Yahudi Mitolojisi ve folkloru -7: ŞLOMO VE ŞAMİR-1

Sevgili okuyucularım, bu hafta sizlerle birlikte, yepyeni, masalsı bir serüvene doğru yolculuğa çıkıyoruz. Bu kez kahramanlarımız, Şlomo ha Meleh, küçük solucan Şamir ve Şeytanlar Kralı Aşmoday arasında geçiyor. Size keyifli zamanlar diliyorum

Sara YANAROCAK Kavram
21 Mayıs 2014 Çarşamba

Şlomo ha Meleh(Kral Süleyman), gücünün en yüksek noktasına ulaşmıştı. Dünyada bilgeliği ile tanınıyordu. Böylece Kudüs’ü altın bir çağa taşımıştı. İnsanların en mutlusu oydu. Ta ki o tuhaf rüyayı görene kadar…

Rüyayı sıcak boğucu bir gecede gördü. Rüyasında odanın kapısı açıldı ve serin bir esinti hissetti. Hemen sonra içeriye, uzun yıllar önce ölen babası David ha Meleh(Kral Davut) girdi. Yaşlı kral ona öte dünyadan seslendi, ona göklerdeki Kudüs’ü anlattı. Dünyadaki Kudüs’le her bakımdan özdeş olduğunu, sadece bir tek fark bulunduğunu anlattı – kentin merkezinde muhteşem bir tapınak vardı.

“Ve oğlum, sen böyle bir tapınak inşa etmelisin,” dedi. Şlomo şaşkınlık içinde dinlerken, binayı en ufak noktasına kadar tasvir etti. Taşların boyutları ve şekillerine kadar. “Son bir şey daha” diye ekledi David ha Meleh, “ki bu en önemlisi. Bu binayı hiç metal kullanmadan inşa etmelisin, çünkü metal savaş silahlarını oluşturmak için kullanılır, fakat bu bir barış tapınağı olacaktır.”

“Ama baba,”diye sordu Şlomo, “metal kullanmadan taşları nasıl keseceğim?”

Babası bunu yanıtlamadı ve birdenbire gözden kayboldu. Rüya sona erdi.

Ertesi sabah Şlomo danışmanlarını topladı, onlara tuhaf rüyasını anlattı ve tam olarak babasının tasvir ettiği şekilde, tapınağı inşa etme planlarını duyurdu. Onlara taşları metal kullanmadan kesmeyi istediğini söylediğinde, onlar da kendisi kadar şaşırıp kaldılar.
____
Göreviniz: Şlomo ve Şamir hikâyesinde "Sara YANAROCAK Kavram" sözlerinden başlayıp "bir tapınak vardı." sözleri de dahil olmak üzere uzanan kısmı hiçbir değişiklik yapmadan yazıya geçirin. Aşağıdaki verilerin Şlomo ve Şamir hikâyesiyle bir ilgisi yoktur.

Mevcut veriler:
____
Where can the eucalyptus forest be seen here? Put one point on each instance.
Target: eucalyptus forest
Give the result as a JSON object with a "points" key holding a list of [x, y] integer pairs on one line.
____
Sorunun çözümü:
Sara YANAROCAK Kavram
21 Mayıs 2014 Çarşamba

Şlomo ha Meleh(Kral Süleyman), gücünün en yüksek noktasına ulaşmıştı. Dünyada bilgeliği ile tanınıyordu. Böylece Kudüs’ü altın bir çağa taşımıştı. İnsanların en mutlusu oydu. Ta ki o tuhaf rüyayı görene kadar…

Rüyayı sıcak boğucu bir gecede gördü. Rüyasında odanın kapısı açıldı ve serin bir esinti hissetti. Hemen sonra içeriye, uzun yıllar önce ölen babası David ha Meleh(Kral Davut) girdi. Yaşlı kral ona öte dünyadan seslendi, ona göklerdeki Kudüs’ü anlattı. Dünyadaki Kudüs’le her bakımdan özdeş olduğunu, sadece bir tek fark bulunduğunu anlattı – kentin merkezinde muhteşem bir tapınak vardı.